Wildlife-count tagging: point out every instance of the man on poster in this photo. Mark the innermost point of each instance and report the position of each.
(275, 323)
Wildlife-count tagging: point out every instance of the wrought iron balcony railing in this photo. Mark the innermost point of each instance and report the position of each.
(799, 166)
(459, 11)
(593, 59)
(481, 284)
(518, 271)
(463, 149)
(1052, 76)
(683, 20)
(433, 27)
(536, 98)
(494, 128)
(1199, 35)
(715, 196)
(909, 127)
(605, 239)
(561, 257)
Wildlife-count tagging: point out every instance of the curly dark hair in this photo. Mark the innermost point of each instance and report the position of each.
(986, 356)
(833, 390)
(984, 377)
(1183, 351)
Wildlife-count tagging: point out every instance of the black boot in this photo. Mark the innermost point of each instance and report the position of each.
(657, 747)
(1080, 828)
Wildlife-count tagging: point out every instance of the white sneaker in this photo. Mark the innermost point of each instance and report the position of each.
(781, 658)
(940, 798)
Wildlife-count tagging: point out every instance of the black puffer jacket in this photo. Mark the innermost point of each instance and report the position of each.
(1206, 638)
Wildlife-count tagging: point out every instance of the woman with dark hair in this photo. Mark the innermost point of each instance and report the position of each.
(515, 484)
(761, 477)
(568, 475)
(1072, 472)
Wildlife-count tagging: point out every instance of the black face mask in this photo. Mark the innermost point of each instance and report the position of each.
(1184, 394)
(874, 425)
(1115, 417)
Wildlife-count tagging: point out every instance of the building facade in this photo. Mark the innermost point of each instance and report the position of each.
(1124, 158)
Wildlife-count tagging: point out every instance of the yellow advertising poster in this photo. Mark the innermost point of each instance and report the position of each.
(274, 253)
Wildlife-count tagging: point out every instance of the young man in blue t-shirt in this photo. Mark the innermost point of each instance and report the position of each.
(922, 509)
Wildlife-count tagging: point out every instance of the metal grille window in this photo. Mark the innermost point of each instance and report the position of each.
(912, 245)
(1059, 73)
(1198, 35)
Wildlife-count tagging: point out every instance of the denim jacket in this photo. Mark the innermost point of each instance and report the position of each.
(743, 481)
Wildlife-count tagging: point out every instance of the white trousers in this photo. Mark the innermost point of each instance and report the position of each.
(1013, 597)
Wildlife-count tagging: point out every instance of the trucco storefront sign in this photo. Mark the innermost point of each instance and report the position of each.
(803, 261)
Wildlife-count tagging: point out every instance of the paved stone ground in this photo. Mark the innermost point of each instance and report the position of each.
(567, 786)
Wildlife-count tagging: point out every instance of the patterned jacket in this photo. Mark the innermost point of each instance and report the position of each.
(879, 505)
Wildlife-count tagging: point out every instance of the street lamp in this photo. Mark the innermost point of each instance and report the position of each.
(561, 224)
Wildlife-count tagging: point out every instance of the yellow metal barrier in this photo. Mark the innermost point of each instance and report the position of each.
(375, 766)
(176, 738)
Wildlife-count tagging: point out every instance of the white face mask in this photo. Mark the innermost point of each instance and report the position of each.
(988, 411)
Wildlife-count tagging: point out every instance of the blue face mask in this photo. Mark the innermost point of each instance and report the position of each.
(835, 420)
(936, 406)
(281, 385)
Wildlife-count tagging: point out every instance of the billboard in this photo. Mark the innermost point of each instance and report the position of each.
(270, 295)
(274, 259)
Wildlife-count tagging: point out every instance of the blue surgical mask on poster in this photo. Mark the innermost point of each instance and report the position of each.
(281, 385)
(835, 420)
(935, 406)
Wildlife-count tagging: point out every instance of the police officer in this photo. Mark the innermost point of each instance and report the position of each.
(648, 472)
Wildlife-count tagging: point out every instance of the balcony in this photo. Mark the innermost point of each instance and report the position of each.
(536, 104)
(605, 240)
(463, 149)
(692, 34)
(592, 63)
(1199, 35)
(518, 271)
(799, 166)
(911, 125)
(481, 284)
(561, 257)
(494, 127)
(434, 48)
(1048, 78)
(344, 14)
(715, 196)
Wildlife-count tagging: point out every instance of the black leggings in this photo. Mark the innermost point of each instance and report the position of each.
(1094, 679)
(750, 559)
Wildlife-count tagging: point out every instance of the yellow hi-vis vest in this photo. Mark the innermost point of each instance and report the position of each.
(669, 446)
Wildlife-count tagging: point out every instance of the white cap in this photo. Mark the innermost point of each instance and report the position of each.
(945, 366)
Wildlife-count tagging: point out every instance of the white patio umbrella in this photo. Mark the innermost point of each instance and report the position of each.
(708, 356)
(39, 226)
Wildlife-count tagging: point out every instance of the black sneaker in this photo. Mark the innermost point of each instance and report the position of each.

**Problem details**
Repeat the lines above, switching "innermost point" to "central point" everywhere it occurs and leaving everything else the same.

**Final result**
Wildlife-count tagging: point out every instance of the man on poster in this photo. Mark the central point of each instance and report the position of each.
(275, 323)
Wildlife-count tagging: point out every instance of the wrought iron balcony railing in this photo. Mark the central point of each instance and report the position of each.
(799, 166)
(459, 11)
(593, 59)
(481, 284)
(518, 271)
(463, 149)
(1052, 76)
(683, 20)
(433, 27)
(536, 98)
(494, 128)
(1199, 35)
(715, 196)
(909, 127)
(605, 239)
(561, 257)
Wildlife-count tagging: point out every instance of the curly dark hair in this photo. Mark the central point of each instance and report the position of each.
(986, 356)
(833, 390)
(984, 377)
(1183, 351)
Wildlife-count tagging: point out every instance of the black boot in this photo. Mark the central point of each instance and report the position of each.
(657, 747)
(1080, 828)
Wildlife-count tagging: point out every instance of the white sneaker in this photo. Mark the central point of each instance and report the position of each.
(781, 658)
(940, 798)
Wildlife-count tagging: point out every instance of the black puffer jacket in this photo. Mark the central point of each instance and report the position of each.
(1206, 638)
Wildlife-count tagging: point out every instance of the woman with dark hair in this photo. Mark the central point of each instance and report the position of each.
(515, 484)
(761, 477)
(568, 475)
(1072, 472)
Wildlife-count tagging: point out every instance of the black face mask in this photo. Mark the central point of each instance and report the position of each.
(1184, 394)
(874, 425)
(1115, 417)
Wildlife-count tagging: point out every instance of the building facade in this photo. Mark the central point of each instance and report the position of each.
(1124, 158)
Wildlife-count tagging: point out every instance of the yellow advertising poster in this photo. Mark the central point of each instance and report the position of each.
(274, 253)
Wildlife-count tagging: point out every instance of the young man in blue t-shirt in this photo. Mark the central point of each instance and report the position of each.
(922, 509)
Wildlife-count tagging: point out every instance of the metal grille window in this photo. Mark the central point of each instance and report the position of each.
(912, 245)
(1059, 73)
(1198, 35)
Wildlife-count tagging: point out every instance of the denim jacket in this photo. Mark the central point of each instance and report the position of each.
(743, 481)
Wildlife-count tagging: point out every instance of the white trousers in this photo. Mark the central point of each instance and report the position of each.
(1013, 597)
Wildlife-count tagging: point out every instance of the trucco storefront sign in this photo. Mark the central point of each instance and report the position of each.
(803, 261)
Wildlife-count tagging: point out every instance of the paved stone ground in this photo. Mark the central point of each instance and report the position of each.
(567, 786)
Wildlife-count tagging: point out every instance of the patterned jacket in this photo. Mark the central point of each instance and report the position of each.
(879, 505)
Wildlife-count tagging: point out every instance of the street lamp in this photo. Mark the central point of each instance and report the position of each.
(561, 224)
Wildlife-count tagging: point out every instance of the yellow metal barrier in this photo. Mark the central point of each instance and report the position of each.
(375, 766)
(176, 738)
Wildlife-count tagging: point out every instance of the white face mask in this photo. Mark the central point of each instance and report the position of each.
(988, 411)
Wildlife-count tagging: point out every instance of the blue face mask in this photo. Mark the central point of each instance and report the position of each.
(835, 420)
(936, 406)
(281, 385)
Wildlife-count tagging: point out every instance of the billboard in this photo. Mark the central point of each instance and report the position of each.
(270, 295)
(274, 259)
Wildlife-count tagging: point out every instance of the blue surgical mask on poster in this photo. Mark the central point of each instance and report the position of each.
(281, 385)
(835, 420)
(935, 406)
Wildlife-count tagging: point out every instance of the police officer in this photo. Mark the central point of each instance and report the position of each.
(648, 472)
Wildlife-count tagging: point out every instance of the balcony in this photo. Mark the central point of each instance and report the position of each.
(536, 104)
(605, 240)
(463, 149)
(692, 34)
(592, 63)
(1199, 35)
(518, 271)
(799, 166)
(911, 125)
(481, 284)
(561, 257)
(494, 127)
(434, 48)
(1048, 78)
(344, 14)
(715, 196)
Wildlife-count tagging: point out every instance of the black leggings in this photo. Mark the central point of each instance and report the position of each.
(1094, 679)
(750, 559)
Wildlife-count tagging: point out every instance of the yellow hi-vis vest in this photo. Mark the central point of each instance and report the position of each.
(669, 446)
Wildlife-count tagging: point out every instance of the white cap in this photo. Mark the central point of each instance and report the position of each.
(945, 366)
Wildlife-count tagging: point out every instance of the white patio umbrella in this photo. Mark the central point of each instance and report the position of each.
(708, 356)
(39, 226)
Wildlife-count tagging: point out every instance of the black sneaker in this photo. Mark the central point of each instance and report the position of each.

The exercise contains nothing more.